Tasks:
**a)** Reproduce verbatim the passage of the United Artists Westerns text between "The founders" and "Zorro in 1920.", inclusive.
**b)** According to the United Artists Westerns text, how much of the total cost of Tumbleweeds did Hart put up himself?

Excerpted text:
## START

Jeff Arnold’s West

The blog of a Western fan, for other Western fans

United Artists: the Westerns

 

Slow starters, UA came good

 

The history of United Artists is long and complex, with many different ownership structures over the years, many deals with independent producers, and all sorts of Hollywood personalities involved, Joseph Schenck, Samuel Goldwyn, Howard Hughes, Darryl Zanuck, David O Selznick and so on, coming and going, often accompanied by lawsuits.

 

At the beginning it was simple enough. In 1919, four of the great pioneers of American cinema, director/producer DW Griffith and actors Douglas Fairbanks, Mary Pickford and Charlie Chaplin, wanted their own company to gain better control of their own work. When he heard about their scheme, Richard A Rowland, head of Metro Pictures, apparently said, “The inmates are taking over the asylum.” These united artists were initially supported by the great cowboy star of the time William S Hart, who had recently signed with Jesse Lasky at Famous Players, but he bowed out.

 

The founders

 

At the start, funding was very limited and there were few pictures made, and no Westerns, despite the genre being very big at the time. Pickford and Griffith had been doing Westerns together, or semi-Westerns anyway, since 1909, The Heart of an Outlaw, A Romance of the Western Hills and so on, including in 1910 a version of Ramona. Fairbanks had done the odd one or two, notably The Half-Breed in 1916, directed by Allan Dwan. Charlie, no.  The nearest UA got to a Western of its own in the early days was Fairbanks as Zorro in 1920.

 

 

In 1925, though, Hart came into the picture again. It was by the mid-20s clear to many (though not to Hart) that his brand of gritty, downbeat Western was falling out of style. The movie-going public was much more attracted to the flashier, faster, more spectacular kind of cowboy hero. Trick-riding and stunts became the rage and costumes became glitzy and theatrical. Tom Mix movies were huge hits. In 1923 Hart took the title role in the seven-reeler Wild Bill Hickok. It was this picture that made Jesse Lasky write to Hart, suggesting as tactfully as possible that it was very old-fashioned. Hart was mortified and replied that the West was old-fashioned. But it was over. Paramount dropped Hart in 1924, when he was sixty.

 

 

Hart was down but not out. He made one last bid to establish ‘his’ West as the ‘real’ one – or perhaps to bid a nostalgic and elegiac farewell to that West. In 1925 he produced Tumbleweeds, about the 1889 land rush at the opening of Oklahoma Territory to settlement. One might expect such a film to be about the dynamic West, a manifest destiny picture about the growth and settlement of the young country, but Hart’s take on this was that the old cowpokes had to give way to the settlers, and it was the end of the West. The subtext was, of course, that it was also the end of the Western. Hart himself put up the astronomical sum for those days of $100,000, of the total $312,000. The resultant film was released through United Artists and it turned out quite well – certainly spectacular – though it was noticeably melodramatic for our day – and even for those days, really. It only did moderate box-office business. Hart blamed UA for not promoting it properly and he sued. The legal proceedings dragged on for years and the courts did in fact finally rule in Hart’s favor, in 1940, but by then legal fees had cost him more than he won and he was 76, frail and broken.

## END

Recorded information:
## START

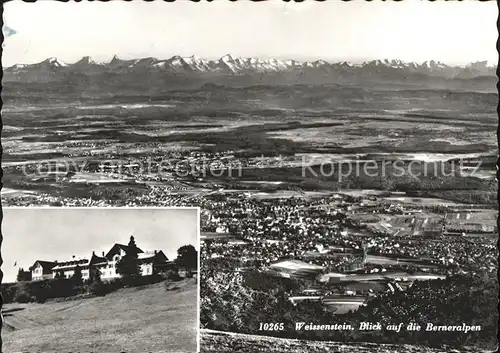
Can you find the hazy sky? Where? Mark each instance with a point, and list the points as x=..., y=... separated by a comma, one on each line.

## END

Solutions by task:
**a)**
The founders

 

At the start, funding was very limited and there were few pictures made, and no Westerns, despite the genre being very big at the time. Pickford and Griffith had been doing Westerns together, or semi-Westerns anyway, since 1909, The Heart of an Outlaw, A Romance of the Western Hills and so on, including in 1910 a version of Ramona. Fairbanks had done the odd one or two, notably The Half-Breed in 1916, directed by Allan Dwan. Charlie, no.  The nearest UA got to a Western of its own in the early days was Fairbanks as Zorro in 1920.

**b)** $100,000 of the $312,000 total.